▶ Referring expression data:

|---|

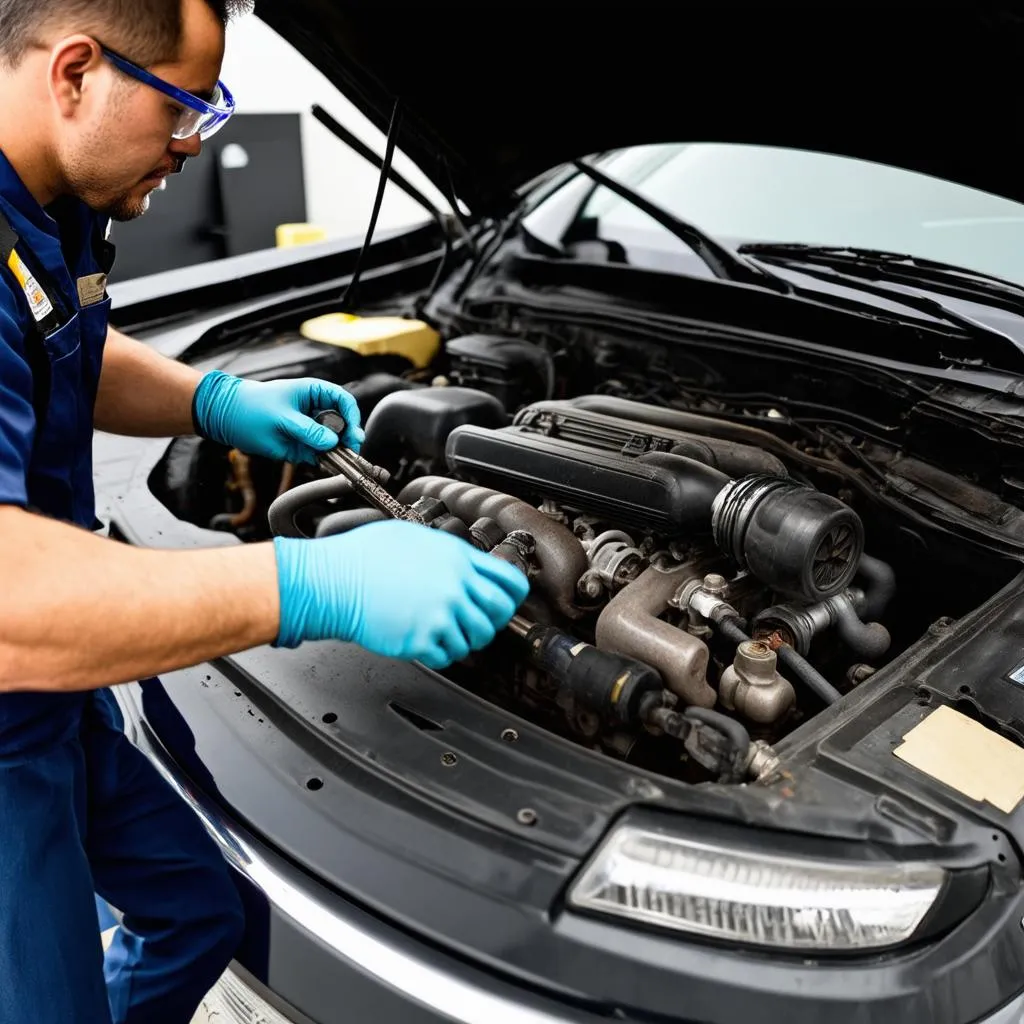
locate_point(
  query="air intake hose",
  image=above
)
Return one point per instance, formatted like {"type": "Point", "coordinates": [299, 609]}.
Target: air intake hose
{"type": "Point", "coordinates": [799, 541]}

|---|

▶ To do: Return each of the lines exactly as they appear above, with no images.

▶ Result:
locate_point(
  query="air intake hose",
  image=above
)
Return one point per instance, formatted like {"type": "Point", "coordinates": [299, 609]}.
Target: air intake hose
{"type": "Point", "coordinates": [799, 541]}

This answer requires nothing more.